++++ Materials provided

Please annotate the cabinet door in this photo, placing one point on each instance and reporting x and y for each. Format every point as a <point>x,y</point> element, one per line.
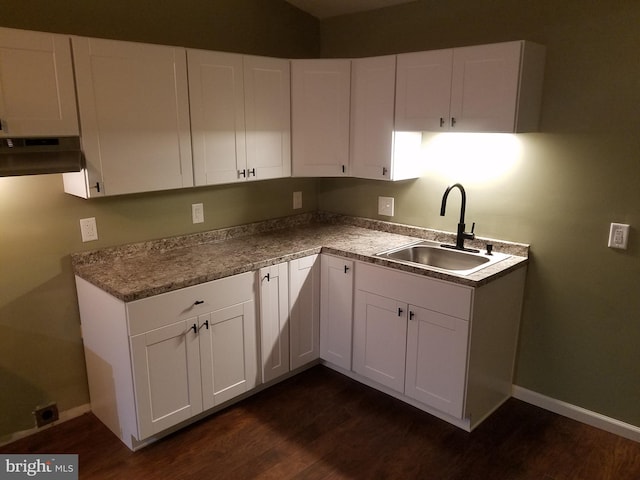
<point>216,99</point>
<point>267,86</point>
<point>320,96</point>
<point>423,91</point>
<point>274,320</point>
<point>166,374</point>
<point>304,319</point>
<point>484,89</point>
<point>37,95</point>
<point>372,107</point>
<point>437,360</point>
<point>228,353</point>
<point>336,310</point>
<point>379,339</point>
<point>134,114</point>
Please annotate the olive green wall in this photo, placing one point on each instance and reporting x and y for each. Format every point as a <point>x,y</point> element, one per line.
<point>41,357</point>
<point>580,335</point>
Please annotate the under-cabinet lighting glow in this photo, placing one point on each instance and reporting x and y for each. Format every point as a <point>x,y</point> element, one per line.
<point>471,157</point>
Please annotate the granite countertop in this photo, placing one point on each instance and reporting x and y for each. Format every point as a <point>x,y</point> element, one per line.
<point>137,271</point>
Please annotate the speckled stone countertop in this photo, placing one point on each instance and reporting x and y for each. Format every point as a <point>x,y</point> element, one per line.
<point>136,271</point>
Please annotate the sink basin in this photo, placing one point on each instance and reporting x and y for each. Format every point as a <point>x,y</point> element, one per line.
<point>433,255</point>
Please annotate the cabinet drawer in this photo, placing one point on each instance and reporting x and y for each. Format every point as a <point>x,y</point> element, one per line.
<point>160,310</point>
<point>433,294</point>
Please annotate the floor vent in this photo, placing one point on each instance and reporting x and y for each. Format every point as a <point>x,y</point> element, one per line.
<point>46,415</point>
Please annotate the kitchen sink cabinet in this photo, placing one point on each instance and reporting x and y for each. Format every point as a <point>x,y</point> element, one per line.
<point>336,310</point>
<point>446,348</point>
<point>157,362</point>
<point>483,88</point>
<point>320,102</point>
<point>289,315</point>
<point>378,150</point>
<point>37,90</point>
<point>240,120</point>
<point>134,116</point>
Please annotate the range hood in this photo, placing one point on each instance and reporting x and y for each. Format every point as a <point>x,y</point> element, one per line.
<point>39,155</point>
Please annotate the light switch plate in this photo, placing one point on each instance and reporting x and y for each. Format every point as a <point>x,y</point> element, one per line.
<point>386,206</point>
<point>618,236</point>
<point>88,229</point>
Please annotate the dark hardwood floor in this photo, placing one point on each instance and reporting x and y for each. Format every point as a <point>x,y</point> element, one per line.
<point>321,425</point>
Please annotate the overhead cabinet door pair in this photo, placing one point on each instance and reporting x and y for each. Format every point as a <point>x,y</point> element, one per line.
<point>484,88</point>
<point>240,117</point>
<point>135,101</point>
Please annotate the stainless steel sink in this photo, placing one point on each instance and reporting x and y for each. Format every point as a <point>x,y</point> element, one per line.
<point>434,255</point>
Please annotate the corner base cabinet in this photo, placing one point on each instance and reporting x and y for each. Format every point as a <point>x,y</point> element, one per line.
<point>160,361</point>
<point>446,348</point>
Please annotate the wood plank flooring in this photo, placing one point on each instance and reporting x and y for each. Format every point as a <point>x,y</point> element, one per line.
<point>321,425</point>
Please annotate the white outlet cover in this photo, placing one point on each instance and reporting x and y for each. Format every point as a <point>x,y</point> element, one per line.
<point>618,236</point>
<point>197,213</point>
<point>297,200</point>
<point>386,206</point>
<point>88,229</point>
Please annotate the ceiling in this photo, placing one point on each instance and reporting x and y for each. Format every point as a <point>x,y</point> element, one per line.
<point>331,8</point>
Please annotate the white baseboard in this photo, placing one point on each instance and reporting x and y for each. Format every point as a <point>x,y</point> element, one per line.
<point>580,414</point>
<point>62,417</point>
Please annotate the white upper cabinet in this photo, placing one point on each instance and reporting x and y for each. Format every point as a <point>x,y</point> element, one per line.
<point>134,117</point>
<point>240,117</point>
<point>267,84</point>
<point>378,150</point>
<point>216,98</point>
<point>320,100</point>
<point>37,96</point>
<point>484,88</point>
<point>423,90</point>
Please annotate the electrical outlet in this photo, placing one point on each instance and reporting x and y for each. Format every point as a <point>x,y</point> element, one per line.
<point>88,229</point>
<point>386,206</point>
<point>297,200</point>
<point>618,236</point>
<point>197,213</point>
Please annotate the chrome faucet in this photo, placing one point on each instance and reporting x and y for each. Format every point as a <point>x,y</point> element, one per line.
<point>461,234</point>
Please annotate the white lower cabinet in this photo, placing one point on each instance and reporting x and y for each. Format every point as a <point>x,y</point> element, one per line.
<point>336,310</point>
<point>289,315</point>
<point>304,310</point>
<point>446,347</point>
<point>156,362</point>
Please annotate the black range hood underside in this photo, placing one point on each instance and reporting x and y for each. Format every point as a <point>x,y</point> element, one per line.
<point>36,156</point>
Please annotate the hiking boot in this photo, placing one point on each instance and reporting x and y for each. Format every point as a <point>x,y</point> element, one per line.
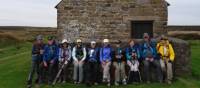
<point>116,84</point>
<point>104,80</point>
<point>108,84</point>
<point>169,82</point>
<point>95,83</point>
<point>75,82</point>
<point>148,82</point>
<point>124,82</point>
<point>63,82</point>
<point>29,86</point>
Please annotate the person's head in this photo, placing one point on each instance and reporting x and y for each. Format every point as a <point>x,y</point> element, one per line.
<point>118,44</point>
<point>50,40</point>
<point>146,37</point>
<point>78,42</point>
<point>64,43</point>
<point>132,42</point>
<point>106,42</point>
<point>39,39</point>
<point>164,39</point>
<point>93,44</point>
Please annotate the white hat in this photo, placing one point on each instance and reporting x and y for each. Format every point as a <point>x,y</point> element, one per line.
<point>64,41</point>
<point>78,40</point>
<point>106,40</point>
<point>93,42</point>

++++++++

◆ What the task asks:
Everything in the records above should be printed again exactly, except the pictures.

◆ Answer below:
Please annotate the cabinet door in this photo, placing one point on each instance and reporting x and y for each. Format every point as a <point>x,y</point> element, one per line.
<point>216,99</point>
<point>267,86</point>
<point>320,96</point>
<point>423,91</point>
<point>274,320</point>
<point>166,374</point>
<point>304,319</point>
<point>484,89</point>
<point>37,95</point>
<point>372,107</point>
<point>437,360</point>
<point>228,353</point>
<point>336,310</point>
<point>379,339</point>
<point>134,114</point>
Please annotate the olive green wall in this photo, placing one point on each instance and reporting x and y for each. Format every point as a <point>x,y</point> element, one per line.
<point>41,357</point>
<point>580,335</point>
Please annotate the under-cabinet lighting glow in this photo, placing one point on each instance and reporting x and y for each. Format every point as a <point>x,y</point> element, one per line.
<point>471,157</point>
Please annotate the granite countertop in this photo, placing one point on each instance and reporting x and y for each. Format every point as a <point>x,y</point> element, one per line.
<point>137,271</point>
Please annotate the speckled stone countertop in this photo, placing one point on each instance and reporting x and y for each. Format every point as a <point>x,y</point> element, one per line.
<point>136,271</point>
Please annotate the sink basin in this photo, placing one point on each instance and reporting x and y for each. Format every point as a <point>x,y</point> element, one per line.
<point>433,255</point>
Please annotate the cabinet drawer in this photo, placing one point on each instance and reporting x and y for each. Format every point as a <point>x,y</point> element, one per line.
<point>160,310</point>
<point>433,294</point>
Please annotate the floor vent in this photo, placing one point on each instance and reporting x and y for each. Format every point as a <point>x,y</point> element, one per line.
<point>46,415</point>
Please annotate the kitchen sink cabinet in this photo, placing one point on each instance and reporting x and y for each. Format every point as a <point>x,y</point> element, one per line.
<point>336,310</point>
<point>446,348</point>
<point>157,362</point>
<point>483,88</point>
<point>320,102</point>
<point>289,315</point>
<point>378,150</point>
<point>37,90</point>
<point>240,120</point>
<point>134,116</point>
Please annotate the range hood in this photo, placing one point on each instance and reporting x and y for each. Format every point as a <point>x,y</point> element, one per line.
<point>39,155</point>
Please annotate the light switch plate in this photo, placing one point on each instance and reporting x and y for each. Format every point as a <point>x,y</point> element, one per line.
<point>386,206</point>
<point>618,236</point>
<point>88,229</point>
Please annotate the dark hardwood floor in this photo, placing one point on each instance and reporting x and y for each. Format every point as a <point>x,y</point> element, one per line.
<point>321,425</point>
Please annotate the overhead cabinet door pair in this photo, placing one point on each instance and reporting x and y for each. Format every point as a <point>x,y</point> element, one per line.
<point>484,88</point>
<point>240,117</point>
<point>135,101</point>
Please annotate the stainless steel sink in this photo, placing one point on each instance and reporting x and y for each. Format every point as a <point>x,y</point> element, one per line.
<point>434,255</point>
Please annotate the corner base cabinet in this photo, placing one point on each instance and reporting x and y for each. Format every point as a <point>x,y</point> element, one per line.
<point>160,361</point>
<point>446,348</point>
Please annotate the wood plank flooring in this photo, placing one point on each instance and reporting x and y for each. Format every point as a <point>x,y</point> element, one per line.
<point>321,425</point>
Please annotate the white outlet cover in this photo, placing one point on each instance and reporting x and y for each. Format every point as a <point>x,y</point> element, one per line.
<point>618,236</point>
<point>197,213</point>
<point>297,200</point>
<point>386,206</point>
<point>88,229</point>
Please annotate the ceiling in this photo, placing one point on each instance and reporting x and y for each. Format every point as a <point>x,y</point> element, one per line.
<point>331,8</point>
Please annotate the white baseboard in this photo, placing one point on each instance and reporting x and y for each. Format every point as a <point>x,y</point> element, one per line.
<point>580,414</point>
<point>62,417</point>
Please annotate the white upper cabinet in this photo, placing one point on each instance and reporting x and y for each. Format every point as a <point>x,y</point> element, one per line.
<point>134,117</point>
<point>240,117</point>
<point>267,84</point>
<point>378,150</point>
<point>216,98</point>
<point>320,100</point>
<point>37,96</point>
<point>484,88</point>
<point>423,90</point>
Please annotate the electrical outlet in this photo, placing one point on each instance and reporting x and y for each. Format every point as a <point>x,y</point> element, one per line.
<point>88,229</point>
<point>386,206</point>
<point>297,200</point>
<point>618,236</point>
<point>197,213</point>
Please annotate the chrome faucet in this photo, placing one point on each instance and reporting x and y for each. Format every point as a <point>x,y</point> element, one per line.
<point>461,234</point>
Please annotate the white lower cabinet in this photo, placing one point on each instance and reporting x and y for each. Format every point as a <point>x,y</point> element, one per line.
<point>336,310</point>
<point>289,315</point>
<point>304,310</point>
<point>446,347</point>
<point>156,362</point>
Please annotate the black range hood underside in this photo, placing one point on each instance and reporting x and y for each. Format every point as a <point>x,y</point> element, one per line.
<point>36,156</point>
Please annotate the hiking boot in this photo, placing one point on each instance and reporting x and y for each. Format every point as a <point>x,y</point> element, one per line.
<point>116,84</point>
<point>104,80</point>
<point>108,84</point>
<point>169,82</point>
<point>95,83</point>
<point>75,82</point>
<point>148,82</point>
<point>124,82</point>
<point>63,82</point>
<point>29,86</point>
Please annotate the person's head in this photo, placing one point on each instance and reporting x and y for each. Format every point as a <point>x,y</point> element, one per line.
<point>118,44</point>
<point>50,40</point>
<point>146,37</point>
<point>78,42</point>
<point>64,43</point>
<point>132,42</point>
<point>106,42</point>
<point>39,39</point>
<point>164,39</point>
<point>93,44</point>
Please annotate the white hat in this photo, placing one point on each instance and reporting x and y for each. Format every point as a <point>x,y</point> element, one per line.
<point>64,41</point>
<point>78,40</point>
<point>106,40</point>
<point>93,42</point>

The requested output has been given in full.